**WHAT YOU SHOULD DO**. Nothing in the records below may change; print them all exactly.

**SUPPLIED RECORDS**.
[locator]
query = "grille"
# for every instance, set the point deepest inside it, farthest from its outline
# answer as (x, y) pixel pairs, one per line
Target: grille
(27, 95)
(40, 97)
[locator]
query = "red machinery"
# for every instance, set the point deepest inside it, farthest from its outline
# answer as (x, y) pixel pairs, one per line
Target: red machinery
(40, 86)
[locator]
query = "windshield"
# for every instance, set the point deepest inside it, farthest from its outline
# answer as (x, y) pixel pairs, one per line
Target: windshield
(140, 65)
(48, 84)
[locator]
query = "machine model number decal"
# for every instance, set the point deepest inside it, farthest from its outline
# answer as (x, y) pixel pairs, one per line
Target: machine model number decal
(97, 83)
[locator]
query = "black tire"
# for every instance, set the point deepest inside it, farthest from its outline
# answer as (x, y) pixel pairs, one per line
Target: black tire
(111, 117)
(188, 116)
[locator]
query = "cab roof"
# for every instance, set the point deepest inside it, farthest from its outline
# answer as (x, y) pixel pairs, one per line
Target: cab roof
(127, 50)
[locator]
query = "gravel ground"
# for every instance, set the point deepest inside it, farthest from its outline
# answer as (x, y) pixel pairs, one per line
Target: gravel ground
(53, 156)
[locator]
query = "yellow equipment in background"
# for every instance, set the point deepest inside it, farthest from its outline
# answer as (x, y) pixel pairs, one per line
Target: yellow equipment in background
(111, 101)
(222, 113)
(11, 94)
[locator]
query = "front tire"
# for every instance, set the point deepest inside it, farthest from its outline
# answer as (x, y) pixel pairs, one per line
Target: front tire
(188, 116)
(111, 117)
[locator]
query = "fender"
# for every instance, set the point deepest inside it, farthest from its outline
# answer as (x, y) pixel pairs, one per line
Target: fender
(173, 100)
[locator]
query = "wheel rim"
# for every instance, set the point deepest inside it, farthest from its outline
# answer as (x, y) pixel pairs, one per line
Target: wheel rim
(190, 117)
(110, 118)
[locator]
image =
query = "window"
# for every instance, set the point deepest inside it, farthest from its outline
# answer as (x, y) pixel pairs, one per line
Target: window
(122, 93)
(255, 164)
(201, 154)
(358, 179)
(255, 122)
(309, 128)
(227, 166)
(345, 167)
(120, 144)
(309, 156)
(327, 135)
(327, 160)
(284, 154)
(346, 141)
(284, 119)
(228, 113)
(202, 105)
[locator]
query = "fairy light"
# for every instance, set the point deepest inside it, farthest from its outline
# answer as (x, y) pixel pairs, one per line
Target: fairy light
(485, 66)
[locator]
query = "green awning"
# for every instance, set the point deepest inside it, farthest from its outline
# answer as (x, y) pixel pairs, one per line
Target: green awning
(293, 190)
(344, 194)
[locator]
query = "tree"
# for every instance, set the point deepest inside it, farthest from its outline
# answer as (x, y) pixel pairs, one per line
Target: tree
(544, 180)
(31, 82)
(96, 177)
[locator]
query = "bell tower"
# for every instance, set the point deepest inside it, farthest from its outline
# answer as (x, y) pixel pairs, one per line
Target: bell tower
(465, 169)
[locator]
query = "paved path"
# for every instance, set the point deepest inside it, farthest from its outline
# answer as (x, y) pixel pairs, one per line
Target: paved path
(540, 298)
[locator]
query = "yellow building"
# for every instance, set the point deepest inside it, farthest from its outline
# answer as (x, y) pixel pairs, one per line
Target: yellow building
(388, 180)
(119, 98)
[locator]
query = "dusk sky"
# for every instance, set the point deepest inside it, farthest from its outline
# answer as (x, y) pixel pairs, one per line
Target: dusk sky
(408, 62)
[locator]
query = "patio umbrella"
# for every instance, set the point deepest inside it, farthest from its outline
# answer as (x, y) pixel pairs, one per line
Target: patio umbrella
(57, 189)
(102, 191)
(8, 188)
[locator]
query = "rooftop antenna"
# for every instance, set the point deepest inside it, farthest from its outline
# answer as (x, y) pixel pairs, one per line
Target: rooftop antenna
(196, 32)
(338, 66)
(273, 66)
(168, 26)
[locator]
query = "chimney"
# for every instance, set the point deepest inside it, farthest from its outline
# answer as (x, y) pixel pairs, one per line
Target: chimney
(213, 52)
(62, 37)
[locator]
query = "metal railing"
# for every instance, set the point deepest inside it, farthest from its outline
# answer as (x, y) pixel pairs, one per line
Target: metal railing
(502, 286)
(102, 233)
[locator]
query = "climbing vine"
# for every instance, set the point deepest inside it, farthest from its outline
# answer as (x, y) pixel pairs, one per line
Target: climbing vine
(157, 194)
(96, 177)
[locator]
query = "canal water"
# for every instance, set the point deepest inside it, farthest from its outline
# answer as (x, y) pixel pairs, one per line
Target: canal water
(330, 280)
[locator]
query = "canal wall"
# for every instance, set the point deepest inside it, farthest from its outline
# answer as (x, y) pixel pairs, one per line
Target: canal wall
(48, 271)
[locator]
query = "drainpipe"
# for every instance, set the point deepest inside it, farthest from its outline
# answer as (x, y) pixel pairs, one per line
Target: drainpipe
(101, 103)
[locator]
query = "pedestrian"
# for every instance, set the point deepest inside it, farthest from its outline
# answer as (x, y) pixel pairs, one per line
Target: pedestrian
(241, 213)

**RESPONSE AREA**.
[locator]
query = "grille"
# for every instance, set the point deepest inside it, farthest from its outline
# answer as (x, y) pixel pairs, one per line
Target: grille
(27, 95)
(40, 97)
[locator]
query = "red machinery"
# for every instance, set the point deepest inside it, farthest from its outline
# answer as (x, y) pixel pairs, one per line
Target: red machinery
(40, 86)
[locator]
query = "windshield"
# for every instance, set the point deepest inside it, farthest from its outline
# answer as (x, y) pixel pairs, one per line
Target: windshield
(140, 65)
(48, 84)
[locator]
query = "machine model number decal"
# for every instance, set the point deepest inside it, farthest from its outline
# answer as (x, y) pixel pairs, one per line
Target: machine model number decal
(97, 83)
[locator]
query = "black tire"
# for every instance, set the point deepest inside it, farthest from its outline
# answer as (x, y) pixel pairs, one per line
Target: black tire
(111, 117)
(188, 116)
[locator]
query = "cab roof"
# for every instance, set the point deepest inside it, farthest from its outline
# answer as (x, y) pixel pairs, one per line
Target: cab roof
(127, 50)
[locator]
query = "gravel ground"
# for every instance, set the point deepest inside it, farthest from its outline
# answer as (x, y) pixel pairs, one per line
Target: gravel ground
(53, 156)
[locator]
query = "yellow equipment in background"
# for every instance, set the point deepest inside it, farthest from its outline
# answer as (x, y) pixel pairs, one per line
Target: yellow equipment in background
(111, 101)
(222, 113)
(11, 94)
[locator]
query = "front tire"
# for every instance, set the point deepest inside it, farthest from its outline
# answer as (x, y) pixel pairs, one per line
Target: front tire
(188, 116)
(111, 117)
[locator]
query = "fender"
# for every instance, set the point deepest inside it, farthest from its outline
# answer as (x, y) pixel pairs, one per line
Target: fender
(173, 100)
[locator]
query = "wheel rim"
# for every instance, set the point deepest inside it, farthest from its outline
# answer as (x, y) pixel pairs, one per line
Target: wheel rim
(190, 117)
(110, 118)
[locator]
image =
query = "window"
# for every instance, set the point deepest inside it, farthest from its outline
# answer as (x, y) pixel pairs, one per line
Target: window
(122, 93)
(255, 164)
(201, 154)
(358, 179)
(255, 122)
(309, 128)
(227, 166)
(345, 167)
(120, 144)
(309, 156)
(327, 135)
(327, 160)
(284, 154)
(346, 141)
(284, 119)
(228, 113)
(202, 105)
[locator]
query = "fairy light"
# for every instance, set the point deepest inside it, farthest from its outline
# answer as (x, y) pixel pairs, one per line
Target: fairy light
(485, 66)
[locator]
query = "green awning"
# for every instance, set the point deepest inside it, farthest from its outline
# answer as (x, y) pixel pairs, one per line
Target: green awning
(293, 190)
(344, 194)
[locator]
query = "tree"
# for every instance, set the point deepest inside it, farthest from its outline
# answer as (x, y) pixel pairs, one per line
Target: tree
(544, 180)
(31, 82)
(96, 177)
[locator]
query = "bell tower"
# for every instance, set the point deepest inside it, farthest from its outline
# answer as (x, y) pixel pairs, one per line
Target: bell tower
(465, 169)
[locator]
query = "paved path"
# for every instance, set the point deepest inside it, farthest from its outline
# answer as (x, y) pixel pairs, one per line
Target: paved path
(540, 298)
[locator]
query = "yellow building"
# for every instance, set the point deepest inside it, farthest from its outline
# answer as (x, y) pixel pairs, one per line
Target: yellow building
(388, 180)
(119, 98)
[locator]
query = "dusk sky"
# for every instance, set the point deepest inside it, farthest from its outline
# answer as (x, y) pixel pairs, one per line
Target: dusk sky
(408, 62)
[locator]
query = "patio umbrella"
# for every instance, set the point deepest inside it, farthest from its outline
# answer as (x, y) pixel pairs, one per line
Target: patio umbrella
(57, 189)
(102, 191)
(8, 188)
[locator]
query = "rooftop antenna"
# for every instance, set the point deepest inside it, farthest from its outline
# answer as (x, y) pixel pairs, one per line
Target: rooftop antenna
(196, 32)
(338, 66)
(273, 66)
(168, 26)
[locator]
query = "chimney"
# for every instance, set the point deepest inside it, farthest from its outline
# answer as (x, y) pixel pairs, one per line
Target: chimney
(213, 52)
(62, 37)
[locator]
query = "metal railing"
# for every instance, set the point deepest inside it, farthest from its outline
# answer as (x, y) pixel pairs, one per line
Target: metal railing
(502, 286)
(102, 233)
[locator]
query = "climbing vine"
# for every instance, set the point deepest inside it, farthest from its outline
# answer as (x, y) pixel pairs, one per line
Target: climbing vine
(157, 194)
(96, 177)
[locator]
query = "canal water"
# for every instance, set the point deepest inside it, farthest from its outline
# answer as (x, y) pixel pairs, one per line
Target: canal water
(330, 280)
[locator]
query = "canal wall"
# for every instance, set the point deepest inside it, farthest from its outline
# answer as (x, y) pixel pairs, one per line
Target: canal wall
(48, 271)
[locator]
query = "drainpipe"
# for every instance, set the point deepest inside it, farthest from its outline
# answer as (x, y) pixel pairs, one per line
Target: drainpipe
(101, 103)
[locator]
query = "pedestrian"
# for every instance, set the point deepest inside it, farthest from its outline
# answer as (x, y) pixel pairs, one per line
Target: pedestrian
(241, 213)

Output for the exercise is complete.